- [Passage to read]:
--------------------------------------------------

# GT5000 has arrived



## 911radioman (Jan 18, 2005)

Well, my new GT5000 was delivered this afternoon. It is one sweet ride, I'm here to tell ya! The 22 HP Briggs V-twin is smooth, quiet and has plenty of power. It has plenty of speed and the deck is really quiet for as large of a deck as it is.

Now to install the brush guard and hour meter (when it arrives). I'll wait to post pictures until after I have installed all the accessories.


----------



## jodyand (Sep 16, 2003)

Congrats radio now the hard part begins. Waiting for the grass to grow :winky:


----------



## guest2 (Dec 27, 2003)

Congrats on the new ride!!


----------



## 911radioman (Jan 18, 2005)

> _Originally posted by jodyand _
> *Congrats radio now the hard part begins. Waiting for the grass to grow :winky: *


Tell me about it! I'm usually one that likes winter and looks forward to snow, but right now I'm wanting a dose of 80 degree weather in the worst way.


----------



## Argee (Sep 17, 2003)

> _Originally posted by 911radioman _
> *Tell me about it! I'm usually one that likes winter and looks forward to snow, but right now I'm wanting a dose of 80 degree weather in the worst way.  *



Congrats on your new *T o y l *:lmao: 

Should have got the dozer blade so you can play all year.

--------------------------------------------------

[Coordinate annotation entries]
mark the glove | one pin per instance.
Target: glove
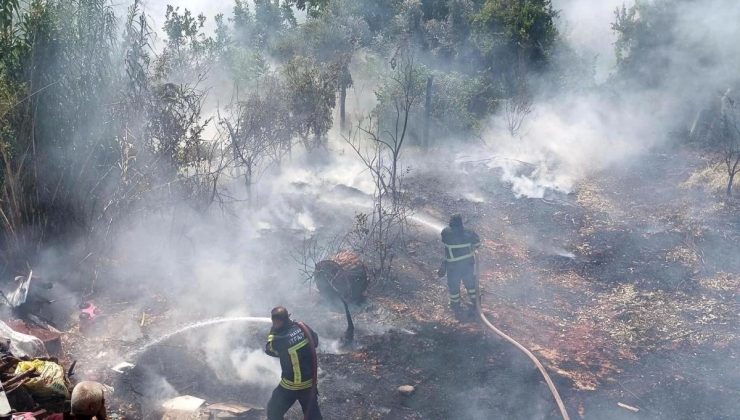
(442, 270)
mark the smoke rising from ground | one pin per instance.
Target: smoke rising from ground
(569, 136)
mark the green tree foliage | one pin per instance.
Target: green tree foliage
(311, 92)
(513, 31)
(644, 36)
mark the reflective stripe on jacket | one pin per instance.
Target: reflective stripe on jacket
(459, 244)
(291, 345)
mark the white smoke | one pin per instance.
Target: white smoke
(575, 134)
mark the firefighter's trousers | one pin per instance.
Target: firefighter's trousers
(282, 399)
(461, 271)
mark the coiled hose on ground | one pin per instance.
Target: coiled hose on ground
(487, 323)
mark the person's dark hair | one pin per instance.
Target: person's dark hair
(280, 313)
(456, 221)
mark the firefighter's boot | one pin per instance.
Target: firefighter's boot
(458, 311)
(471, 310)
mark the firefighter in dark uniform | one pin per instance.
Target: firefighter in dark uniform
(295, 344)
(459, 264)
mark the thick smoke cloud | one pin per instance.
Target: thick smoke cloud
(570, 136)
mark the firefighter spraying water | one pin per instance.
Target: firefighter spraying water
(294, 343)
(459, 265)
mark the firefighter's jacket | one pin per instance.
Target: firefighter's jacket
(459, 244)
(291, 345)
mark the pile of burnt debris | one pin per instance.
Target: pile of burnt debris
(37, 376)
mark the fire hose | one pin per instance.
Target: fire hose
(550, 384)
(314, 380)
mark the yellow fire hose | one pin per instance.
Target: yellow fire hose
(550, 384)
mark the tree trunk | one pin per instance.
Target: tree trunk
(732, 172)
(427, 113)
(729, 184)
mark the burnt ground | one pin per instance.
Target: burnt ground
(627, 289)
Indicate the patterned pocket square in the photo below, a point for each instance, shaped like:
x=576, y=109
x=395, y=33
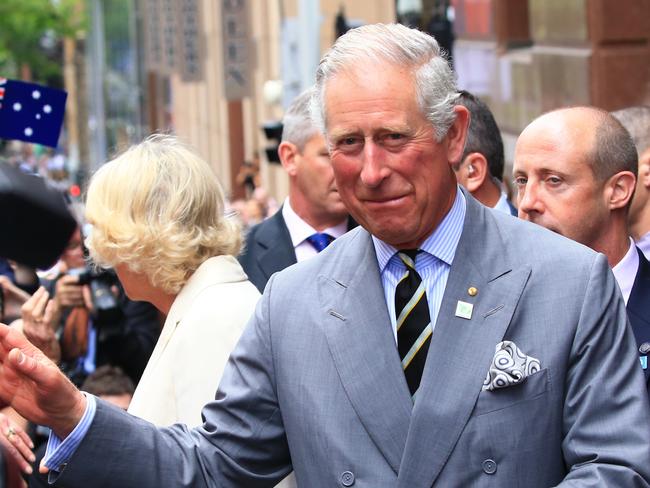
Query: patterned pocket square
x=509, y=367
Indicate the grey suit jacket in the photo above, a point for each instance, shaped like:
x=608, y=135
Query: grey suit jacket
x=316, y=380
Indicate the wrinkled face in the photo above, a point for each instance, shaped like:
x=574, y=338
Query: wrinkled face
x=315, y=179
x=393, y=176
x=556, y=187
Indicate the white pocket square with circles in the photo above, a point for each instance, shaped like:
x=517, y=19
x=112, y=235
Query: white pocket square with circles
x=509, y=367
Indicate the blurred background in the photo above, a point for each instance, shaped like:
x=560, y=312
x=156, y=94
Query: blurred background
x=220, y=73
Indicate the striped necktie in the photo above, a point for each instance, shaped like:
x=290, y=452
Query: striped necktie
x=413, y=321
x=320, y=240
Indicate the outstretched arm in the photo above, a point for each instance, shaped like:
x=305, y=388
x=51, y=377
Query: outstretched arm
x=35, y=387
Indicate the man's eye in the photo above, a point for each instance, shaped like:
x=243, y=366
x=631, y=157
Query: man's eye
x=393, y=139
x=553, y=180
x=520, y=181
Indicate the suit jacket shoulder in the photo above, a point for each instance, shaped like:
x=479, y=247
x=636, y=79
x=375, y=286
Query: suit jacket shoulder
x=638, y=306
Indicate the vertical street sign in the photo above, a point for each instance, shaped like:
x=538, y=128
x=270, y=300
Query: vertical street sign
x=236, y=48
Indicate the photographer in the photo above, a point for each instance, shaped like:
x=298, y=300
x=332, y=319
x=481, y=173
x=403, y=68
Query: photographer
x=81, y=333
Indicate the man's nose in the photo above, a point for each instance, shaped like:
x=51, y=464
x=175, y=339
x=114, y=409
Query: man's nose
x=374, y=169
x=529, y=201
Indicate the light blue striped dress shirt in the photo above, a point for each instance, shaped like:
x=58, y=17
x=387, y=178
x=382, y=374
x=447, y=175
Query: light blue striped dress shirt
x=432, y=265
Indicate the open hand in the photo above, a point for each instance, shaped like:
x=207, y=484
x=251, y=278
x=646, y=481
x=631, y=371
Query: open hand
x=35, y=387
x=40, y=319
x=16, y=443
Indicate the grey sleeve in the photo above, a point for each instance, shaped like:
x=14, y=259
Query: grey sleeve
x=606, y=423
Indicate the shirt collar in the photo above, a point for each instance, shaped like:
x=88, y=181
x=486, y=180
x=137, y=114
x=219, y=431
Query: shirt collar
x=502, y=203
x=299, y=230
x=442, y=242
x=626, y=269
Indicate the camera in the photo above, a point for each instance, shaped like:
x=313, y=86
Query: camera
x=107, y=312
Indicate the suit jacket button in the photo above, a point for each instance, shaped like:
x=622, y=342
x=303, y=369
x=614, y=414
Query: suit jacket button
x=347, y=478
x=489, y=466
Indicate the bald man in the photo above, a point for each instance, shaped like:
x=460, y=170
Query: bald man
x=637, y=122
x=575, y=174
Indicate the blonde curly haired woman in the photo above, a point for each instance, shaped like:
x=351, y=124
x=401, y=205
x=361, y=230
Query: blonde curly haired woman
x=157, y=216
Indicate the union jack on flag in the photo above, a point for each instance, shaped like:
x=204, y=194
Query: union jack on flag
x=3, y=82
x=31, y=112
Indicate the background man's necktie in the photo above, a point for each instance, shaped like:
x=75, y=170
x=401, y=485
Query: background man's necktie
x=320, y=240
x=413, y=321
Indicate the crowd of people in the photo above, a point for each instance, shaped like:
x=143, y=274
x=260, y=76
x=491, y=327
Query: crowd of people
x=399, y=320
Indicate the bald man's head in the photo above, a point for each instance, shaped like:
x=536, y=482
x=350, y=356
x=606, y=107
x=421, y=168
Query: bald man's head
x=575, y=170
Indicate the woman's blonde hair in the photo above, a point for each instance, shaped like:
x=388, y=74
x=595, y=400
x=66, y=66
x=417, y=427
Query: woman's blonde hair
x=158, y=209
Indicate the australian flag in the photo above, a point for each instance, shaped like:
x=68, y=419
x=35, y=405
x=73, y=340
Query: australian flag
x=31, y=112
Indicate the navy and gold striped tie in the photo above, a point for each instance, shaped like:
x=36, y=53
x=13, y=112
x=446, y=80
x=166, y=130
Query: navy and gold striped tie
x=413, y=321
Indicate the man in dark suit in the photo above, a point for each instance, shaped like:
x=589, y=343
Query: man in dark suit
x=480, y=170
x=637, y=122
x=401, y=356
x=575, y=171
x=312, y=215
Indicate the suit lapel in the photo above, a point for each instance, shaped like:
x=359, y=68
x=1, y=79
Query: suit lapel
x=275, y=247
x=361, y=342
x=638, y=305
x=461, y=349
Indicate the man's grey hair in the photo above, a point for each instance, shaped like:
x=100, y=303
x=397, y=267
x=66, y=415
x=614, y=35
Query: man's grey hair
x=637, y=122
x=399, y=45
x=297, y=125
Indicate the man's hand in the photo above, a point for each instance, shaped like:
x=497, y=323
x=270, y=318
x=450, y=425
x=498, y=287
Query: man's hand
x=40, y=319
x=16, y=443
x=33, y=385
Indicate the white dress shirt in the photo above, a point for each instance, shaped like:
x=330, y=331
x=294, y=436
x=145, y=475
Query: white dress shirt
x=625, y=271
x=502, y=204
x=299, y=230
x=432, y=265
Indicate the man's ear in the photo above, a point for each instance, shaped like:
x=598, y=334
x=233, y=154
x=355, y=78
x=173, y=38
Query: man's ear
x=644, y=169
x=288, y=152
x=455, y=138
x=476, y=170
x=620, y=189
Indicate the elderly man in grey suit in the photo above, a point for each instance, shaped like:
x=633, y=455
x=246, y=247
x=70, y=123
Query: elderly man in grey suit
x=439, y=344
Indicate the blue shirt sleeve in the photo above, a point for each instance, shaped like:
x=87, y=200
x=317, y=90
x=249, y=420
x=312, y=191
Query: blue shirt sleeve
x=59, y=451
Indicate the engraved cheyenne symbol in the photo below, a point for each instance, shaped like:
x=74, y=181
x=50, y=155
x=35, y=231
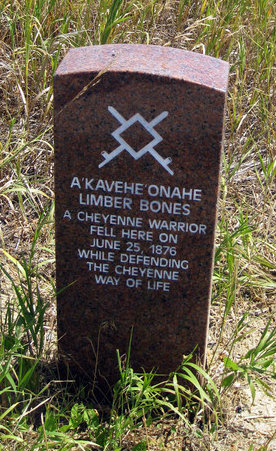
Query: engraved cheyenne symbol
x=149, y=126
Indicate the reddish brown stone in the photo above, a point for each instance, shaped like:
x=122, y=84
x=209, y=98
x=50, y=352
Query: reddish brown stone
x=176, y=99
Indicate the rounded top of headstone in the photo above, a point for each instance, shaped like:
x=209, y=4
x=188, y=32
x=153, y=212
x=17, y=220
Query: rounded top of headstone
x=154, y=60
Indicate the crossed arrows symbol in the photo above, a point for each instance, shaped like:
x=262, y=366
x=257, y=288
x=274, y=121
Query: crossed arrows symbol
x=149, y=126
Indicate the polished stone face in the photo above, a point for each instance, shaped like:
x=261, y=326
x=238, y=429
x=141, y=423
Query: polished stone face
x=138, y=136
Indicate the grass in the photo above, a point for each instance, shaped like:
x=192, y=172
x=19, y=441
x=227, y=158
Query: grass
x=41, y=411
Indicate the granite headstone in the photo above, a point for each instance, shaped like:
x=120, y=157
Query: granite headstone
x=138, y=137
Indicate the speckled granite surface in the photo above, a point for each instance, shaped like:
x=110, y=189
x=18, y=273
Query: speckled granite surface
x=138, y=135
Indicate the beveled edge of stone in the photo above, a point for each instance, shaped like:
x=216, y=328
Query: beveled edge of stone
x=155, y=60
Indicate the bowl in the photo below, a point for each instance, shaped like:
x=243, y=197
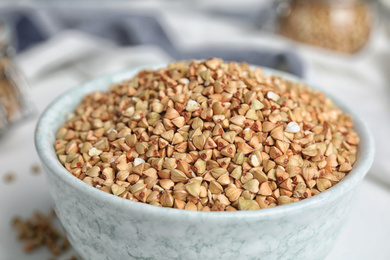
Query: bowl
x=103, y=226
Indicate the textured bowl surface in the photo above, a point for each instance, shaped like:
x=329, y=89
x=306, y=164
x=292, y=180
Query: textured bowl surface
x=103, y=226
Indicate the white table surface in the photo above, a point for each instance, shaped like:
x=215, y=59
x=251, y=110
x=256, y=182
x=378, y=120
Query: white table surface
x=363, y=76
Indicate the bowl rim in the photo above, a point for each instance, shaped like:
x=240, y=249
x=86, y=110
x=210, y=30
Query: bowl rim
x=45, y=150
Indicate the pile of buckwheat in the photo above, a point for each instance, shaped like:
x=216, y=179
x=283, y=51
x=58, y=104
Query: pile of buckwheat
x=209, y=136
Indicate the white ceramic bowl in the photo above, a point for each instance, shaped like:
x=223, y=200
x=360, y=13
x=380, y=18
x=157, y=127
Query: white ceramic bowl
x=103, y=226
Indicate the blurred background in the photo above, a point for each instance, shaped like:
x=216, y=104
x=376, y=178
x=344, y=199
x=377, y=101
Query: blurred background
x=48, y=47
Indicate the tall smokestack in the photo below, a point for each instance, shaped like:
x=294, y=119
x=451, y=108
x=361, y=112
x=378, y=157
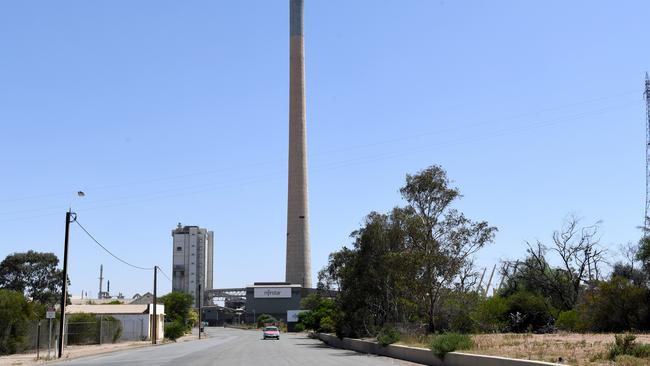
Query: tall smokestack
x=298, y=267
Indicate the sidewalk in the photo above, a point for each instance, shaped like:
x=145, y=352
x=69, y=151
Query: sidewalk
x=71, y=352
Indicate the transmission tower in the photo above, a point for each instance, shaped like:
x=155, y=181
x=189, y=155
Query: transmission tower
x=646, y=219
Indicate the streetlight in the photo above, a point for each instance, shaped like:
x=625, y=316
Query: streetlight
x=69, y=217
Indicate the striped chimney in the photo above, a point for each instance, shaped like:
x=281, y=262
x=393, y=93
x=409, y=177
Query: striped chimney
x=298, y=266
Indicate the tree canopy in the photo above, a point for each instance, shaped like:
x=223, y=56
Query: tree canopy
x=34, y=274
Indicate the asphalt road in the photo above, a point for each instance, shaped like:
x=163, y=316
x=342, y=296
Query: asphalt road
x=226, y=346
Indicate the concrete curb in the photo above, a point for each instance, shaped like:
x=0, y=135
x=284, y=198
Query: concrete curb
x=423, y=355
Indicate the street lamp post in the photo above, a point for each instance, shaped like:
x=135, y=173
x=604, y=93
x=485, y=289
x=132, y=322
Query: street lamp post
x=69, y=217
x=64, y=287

--------------------------------------------------

- [Goal]: According to the forum thread, what engine does the new GT5000 have? The material has no connection to the forum thread.

- [Reply]: A 22 HP Briggs V-twin.